Print the data that follows exactly.

· · · ·

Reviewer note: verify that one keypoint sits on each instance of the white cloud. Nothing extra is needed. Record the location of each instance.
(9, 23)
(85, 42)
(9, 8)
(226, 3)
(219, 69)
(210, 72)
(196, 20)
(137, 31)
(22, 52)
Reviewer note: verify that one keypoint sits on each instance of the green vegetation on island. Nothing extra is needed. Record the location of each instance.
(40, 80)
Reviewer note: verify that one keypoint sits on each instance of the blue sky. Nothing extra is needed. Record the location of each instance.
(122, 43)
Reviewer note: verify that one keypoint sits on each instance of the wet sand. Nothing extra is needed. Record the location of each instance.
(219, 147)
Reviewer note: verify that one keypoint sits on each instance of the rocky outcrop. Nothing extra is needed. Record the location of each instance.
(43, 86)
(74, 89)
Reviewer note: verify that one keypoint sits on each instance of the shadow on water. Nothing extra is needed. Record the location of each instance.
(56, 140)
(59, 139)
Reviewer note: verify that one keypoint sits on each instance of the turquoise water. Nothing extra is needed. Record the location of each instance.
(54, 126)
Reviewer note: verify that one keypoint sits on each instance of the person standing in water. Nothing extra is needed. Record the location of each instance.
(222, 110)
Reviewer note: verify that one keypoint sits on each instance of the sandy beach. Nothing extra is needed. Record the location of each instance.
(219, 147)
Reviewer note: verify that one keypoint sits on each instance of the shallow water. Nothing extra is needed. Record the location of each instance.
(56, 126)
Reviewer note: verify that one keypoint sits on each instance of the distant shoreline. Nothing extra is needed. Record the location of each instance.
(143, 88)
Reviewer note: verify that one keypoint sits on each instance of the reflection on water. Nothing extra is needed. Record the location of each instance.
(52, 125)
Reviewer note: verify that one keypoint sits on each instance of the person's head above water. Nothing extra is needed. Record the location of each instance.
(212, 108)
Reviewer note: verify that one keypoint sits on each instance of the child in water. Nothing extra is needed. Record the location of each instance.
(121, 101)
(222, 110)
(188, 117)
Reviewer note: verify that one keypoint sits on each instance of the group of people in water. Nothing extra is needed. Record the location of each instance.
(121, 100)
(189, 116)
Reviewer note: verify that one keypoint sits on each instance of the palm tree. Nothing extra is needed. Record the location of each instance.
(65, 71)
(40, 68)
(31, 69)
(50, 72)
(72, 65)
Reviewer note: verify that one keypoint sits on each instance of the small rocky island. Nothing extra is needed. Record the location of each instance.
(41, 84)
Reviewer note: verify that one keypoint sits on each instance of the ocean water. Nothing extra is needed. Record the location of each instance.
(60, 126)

· · · ·

Finished exercise
Reviewer note: verify that one keypoint sits on each instance of the white cloud. Nothing extra is needed. Record the location of each instance.
(9, 23)
(85, 42)
(9, 8)
(226, 3)
(219, 69)
(210, 72)
(196, 20)
(137, 31)
(22, 52)
Reviewer note: verify that one keypoint sits on each instance of the green vegetation on island. Nothing extra is needed. Record the location of each instance.
(40, 80)
Reviewer note: verify that one keypoint sits on each instance of the blue sky. Nothing extra is needed. Record the location of each instance.
(122, 43)
Reviewer note: verify that one keypoint sits on each instance of the wet sand. Nothing extra is needed. Record the location of each instance.
(219, 147)
Reviewer note: verify that one keypoint sits on each instance of the rocky outcrop. Nothing extra is needed. Record the location of each instance.
(43, 86)
(74, 89)
Reviewer note: verify that one keypoint sits on each instance of the shadow on water. Nothing extra is needed. Record the location of each instance.
(56, 140)
(59, 139)
Reviewer note: verify that one keypoint sits on each instance of the turquoise water. Nothing extra is needed. Record the location of each instance.
(54, 126)
Reviewer note: verify that one keypoint sits on each instance of the person standing in water. Nothing extra is needed. Record the location of each instance.
(222, 110)
Reviewer note: verify that one keypoint sits on each instance of the sandy beach. Nothing extra is needed. Record the location of each instance.
(219, 147)
Reviewer note: verify that one keypoint sits on each instance of the shallow water. Nothing extra is needed. Record the location of each instance.
(56, 126)
Reviewer note: verify that one keypoint sits on each instance of the distant shoreline. Nothing extra is needed. Record the location of each instance.
(143, 88)
Reviewer note: verify that one keypoint sits on each instance of the reflection on water. Nothing extra is needed. Record the location of each instance.
(52, 125)
Reviewer note: verify that one keypoint sits on each instance of the person's head above water. Nothing extra is needed. Record the location of each instance.
(212, 108)
Reviewer note: verify that one keypoint sits on each instance of the child in water. Nothing extra is needed. Record the location of each instance.
(121, 101)
(222, 110)
(188, 117)
Reviewer note: verify that one keypoint sits on each instance of the group of people in water. Nothing extra is needed. Record the location of each instance.
(121, 100)
(189, 116)
Reviewer note: verify that one keypoint sits on each instance of the palm tree. Nothing extra is needed. Record the location of each instance.
(65, 71)
(40, 68)
(31, 69)
(50, 72)
(72, 65)
Reviewer note: verify that one keypoint sits on each instance of the small rocky island. Nothing extra is needed. Record the location of each instance.
(41, 84)
Reviewer note: verify that one keypoint sits on each instance of the ocean water. Nothing extra is needed. Record the location of each instance.
(60, 126)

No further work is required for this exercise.